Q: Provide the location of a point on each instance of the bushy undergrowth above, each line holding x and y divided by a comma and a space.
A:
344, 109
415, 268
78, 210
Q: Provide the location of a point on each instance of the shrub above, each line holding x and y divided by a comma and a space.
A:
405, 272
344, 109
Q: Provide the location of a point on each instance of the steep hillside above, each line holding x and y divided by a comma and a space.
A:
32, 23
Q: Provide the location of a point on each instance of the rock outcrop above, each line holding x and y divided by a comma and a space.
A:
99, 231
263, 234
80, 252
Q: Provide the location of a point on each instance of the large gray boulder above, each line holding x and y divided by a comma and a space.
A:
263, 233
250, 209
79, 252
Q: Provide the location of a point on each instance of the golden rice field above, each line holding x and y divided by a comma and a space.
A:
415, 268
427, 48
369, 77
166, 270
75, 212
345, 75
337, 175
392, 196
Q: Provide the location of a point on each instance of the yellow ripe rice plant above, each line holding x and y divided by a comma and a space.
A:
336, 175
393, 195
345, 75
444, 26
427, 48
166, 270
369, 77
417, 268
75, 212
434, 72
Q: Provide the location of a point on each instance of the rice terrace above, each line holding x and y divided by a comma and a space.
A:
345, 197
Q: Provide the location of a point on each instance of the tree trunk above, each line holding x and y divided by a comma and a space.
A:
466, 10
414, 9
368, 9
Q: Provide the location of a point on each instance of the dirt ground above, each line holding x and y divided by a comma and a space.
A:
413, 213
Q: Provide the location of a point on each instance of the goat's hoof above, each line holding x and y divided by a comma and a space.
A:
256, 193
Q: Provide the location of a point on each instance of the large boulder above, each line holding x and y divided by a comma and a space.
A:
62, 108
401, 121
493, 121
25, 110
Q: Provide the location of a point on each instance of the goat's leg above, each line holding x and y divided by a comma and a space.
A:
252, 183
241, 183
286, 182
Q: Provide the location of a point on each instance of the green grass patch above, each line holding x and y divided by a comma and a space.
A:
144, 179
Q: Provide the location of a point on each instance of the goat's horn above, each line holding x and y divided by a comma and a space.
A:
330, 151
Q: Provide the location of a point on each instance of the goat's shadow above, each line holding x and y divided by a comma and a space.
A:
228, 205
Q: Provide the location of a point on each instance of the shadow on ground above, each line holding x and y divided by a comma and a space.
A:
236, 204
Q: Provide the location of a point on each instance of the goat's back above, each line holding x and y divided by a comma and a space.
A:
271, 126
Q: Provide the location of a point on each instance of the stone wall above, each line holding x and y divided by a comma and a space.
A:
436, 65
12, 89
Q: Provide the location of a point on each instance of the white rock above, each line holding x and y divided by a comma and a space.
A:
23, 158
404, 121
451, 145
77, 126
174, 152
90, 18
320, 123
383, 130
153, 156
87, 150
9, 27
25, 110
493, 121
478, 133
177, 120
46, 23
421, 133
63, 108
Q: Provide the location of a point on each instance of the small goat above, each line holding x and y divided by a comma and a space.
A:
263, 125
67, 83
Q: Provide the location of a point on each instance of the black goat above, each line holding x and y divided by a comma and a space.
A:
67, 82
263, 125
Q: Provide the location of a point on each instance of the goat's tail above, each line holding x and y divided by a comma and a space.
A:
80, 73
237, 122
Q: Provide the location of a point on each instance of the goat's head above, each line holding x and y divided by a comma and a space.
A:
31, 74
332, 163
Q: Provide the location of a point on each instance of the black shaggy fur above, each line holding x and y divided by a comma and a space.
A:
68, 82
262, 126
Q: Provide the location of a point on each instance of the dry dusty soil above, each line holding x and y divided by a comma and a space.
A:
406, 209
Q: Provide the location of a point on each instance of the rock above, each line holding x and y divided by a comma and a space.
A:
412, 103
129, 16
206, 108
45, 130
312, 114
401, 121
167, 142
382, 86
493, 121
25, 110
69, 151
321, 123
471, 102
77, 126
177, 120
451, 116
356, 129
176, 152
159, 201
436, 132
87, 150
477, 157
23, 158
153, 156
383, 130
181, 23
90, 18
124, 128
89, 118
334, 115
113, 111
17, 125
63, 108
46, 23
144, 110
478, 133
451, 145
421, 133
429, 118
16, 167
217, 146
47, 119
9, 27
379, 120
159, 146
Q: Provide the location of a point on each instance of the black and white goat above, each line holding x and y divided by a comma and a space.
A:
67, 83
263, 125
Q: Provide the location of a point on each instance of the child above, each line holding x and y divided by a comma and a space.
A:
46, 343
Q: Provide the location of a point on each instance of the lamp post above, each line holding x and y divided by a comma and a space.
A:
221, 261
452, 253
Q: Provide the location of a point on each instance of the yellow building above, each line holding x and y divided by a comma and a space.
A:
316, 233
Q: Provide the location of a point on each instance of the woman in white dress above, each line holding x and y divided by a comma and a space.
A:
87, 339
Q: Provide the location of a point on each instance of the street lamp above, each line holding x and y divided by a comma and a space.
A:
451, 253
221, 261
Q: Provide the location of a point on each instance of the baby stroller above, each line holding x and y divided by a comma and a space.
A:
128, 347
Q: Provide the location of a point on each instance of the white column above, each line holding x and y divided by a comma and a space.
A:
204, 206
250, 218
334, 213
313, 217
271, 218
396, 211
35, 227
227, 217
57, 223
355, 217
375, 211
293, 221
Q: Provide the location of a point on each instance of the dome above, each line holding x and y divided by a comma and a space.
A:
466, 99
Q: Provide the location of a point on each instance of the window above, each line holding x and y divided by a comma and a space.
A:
****
What the task requires —
Copy out all of the records above, substituting "separated by" for every "divided by" and leaving everything else unchanged.

Answer below —
Q: Provide the location of a point on each instance of the bushy undergrowth above, each line holding x and y separated by a comma and a space.
A:
344, 109
415, 268
78, 210
Q: Provide the location of a point on each instance of the shrub above, each line holding x and y separated by a comma and a space.
A:
405, 272
344, 109
Q: Provide the location of a point on each instance of the steep hillside above, each line holding x and y separated by a comma and a space.
A:
32, 23
Q: Provide the location of a point on each instance of the rock outcrop above, each line holding x and y separated by a comma and a space.
A:
99, 231
263, 234
80, 252
Q: Provide the location of a point on each instance of the large gray boulder above, each line holding x and y separated by a comma and a space.
A:
263, 233
250, 209
79, 252
Q: Provide the location of a point on each instance of the golden rice field above, each line holding x and y separated by a comma and a space.
A:
415, 268
427, 48
369, 77
166, 270
75, 212
345, 75
337, 175
392, 196
Q: Provide the location of a point on each instance of the yellow ripe rice plant above, each line holding x and y separated by a comma and a space.
A:
336, 175
393, 195
345, 75
444, 26
427, 48
166, 270
369, 77
417, 268
75, 212
434, 72
Q: Provide the location of a point on each instance of the rice terrace above, each line holding x and y separated by a comma and a space.
A:
345, 197
Q: Provide the location of a point on each instance of the tree trunk above, each line holding x and y separated by a comma and a space.
A:
466, 10
414, 9
368, 9
Q: Provide the location of a point on each instance of the dirt ground above, each line holding x and y separated by a comma and a space.
A:
413, 213
Q: Provide the location of a point on each instance of the goat's hoof above, each line holding x and y separated by a comma and a space.
A:
256, 193
Q: Provide the location of a point on each instance of the large boulder above, each line holding x and y separated by a comma and a space.
A:
62, 108
401, 121
493, 121
25, 110
Q: Provide the location of a point on each instance of the goat's leg above, each line holding x and y separated by a comma and a space.
A:
252, 183
241, 183
286, 182
Q: Provide the location of a point on each instance of the green grass patch above, each line holding x and y separated by a comma and a space.
A:
144, 179
Q: Provide the location of a point on each instance of the goat's horn above, each line holding x and y separated by a comma and a space.
A:
330, 151
Q: Provide the location of a point on each instance of the goat's shadow above, each line holding x and y separated by a comma and a space.
A:
228, 205
Q: Provide the location of a point on each instance of the shadow on ground above, each line holding x and y separated by a comma and a space.
A:
236, 204
Q: Provide the location of a point on each instance of the goat's back above, each line holding x and y separated by a comma and a space.
A:
271, 126
Q: Provide the location of a point on each instance of the stone wall above, each line holding x and y separated by a comma and a space.
A:
436, 65
12, 89
Q: Provide the location of a point on each instance of the white rock above, each line holding x and y separated by a comma and a space.
A:
23, 158
404, 121
451, 145
77, 126
174, 152
90, 18
320, 123
383, 130
153, 156
87, 150
9, 27
25, 110
493, 121
478, 133
177, 120
46, 23
421, 133
63, 108
Q: Provide the location of a point on each instance of the small goat above, each line holding x and y separated by a comma and a space.
A:
263, 125
67, 83
Q: Provide the location of a point on each instance of the black goat above, each line holding x and y separated by a comma and a space.
A:
67, 82
263, 125
Q: Provide the location of a point on each instance of the goat's tail above, each line holding x and y separated by a comma and a space.
A:
80, 73
237, 122
Q: Provide the location of a point on each instance of the goat's head above, each line holding x and y separated by a comma and a space.
A:
31, 74
332, 163
Q: Provide the location of a point on each instance of the black shaggy fur above, each line holding x and y separated by a comma and a space.
A:
68, 82
262, 126
Q: Provide the location of a point on each instance of the dry dusty soil above, each line holding x and y separated by a comma and a space.
A:
406, 209
Q: Provide the location of a point on each instance of the rock above, each line holding x and y separated by a comma and a space.
A:
412, 103
129, 16
206, 108
45, 130
312, 114
401, 121
167, 142
382, 86
493, 121
25, 110
69, 151
321, 123
471, 102
77, 126
177, 120
451, 116
356, 129
176, 152
159, 201
436, 132
87, 150
477, 157
23, 158
153, 156
383, 130
181, 23
90, 18
124, 128
89, 118
334, 115
113, 111
17, 125
63, 108
46, 23
144, 110
478, 133
451, 145
421, 133
429, 118
16, 167
217, 146
47, 119
9, 27
379, 120
159, 146
Q: Provide the location of a point on each instance of the black and white goat above, each line holding x and y separated by a comma and a space.
A:
67, 83
263, 125
Q: Provide the location of a point on each instance of the child above, each line holding x and y separated by a comma and a space.
A:
46, 343
Q: Provide the location of a point on each instance of the lamp post above, each line holding x and y separated by a comma and a space.
A:
221, 261
452, 253
Q: Provide the location of a point on each instance of the yellow building above, each line holding x and y separated by a comma and a space.
A:
316, 233
Q: Provide the location of a point on each instance of the woman in white dress above, each line holding x and y separated by a comma and a space.
A:
87, 339
Q: Provide the location of a point on each instance of the street lamp above, each line holding x and y separated by a comma and a space.
A:
451, 253
221, 261
Q: Provide the location of a point on each instance of the baby stroller above, each line holding x and y separated by a comma and a space.
A:
128, 347
Q: Provide the location of a point on each instance of the white column above, each line holding x and y separated by a comma and a space.
A:
204, 206
250, 218
334, 213
313, 217
271, 218
396, 211
35, 227
227, 217
57, 223
355, 217
375, 211
293, 221
Q: Provide the location of a point on each instance of the dome above, each line holding x and y separated by a comma and a space.
A:
466, 99
Q: Provide the location of a point on each instance of the window above, each line holding x and y separated by a comma and a space.
A:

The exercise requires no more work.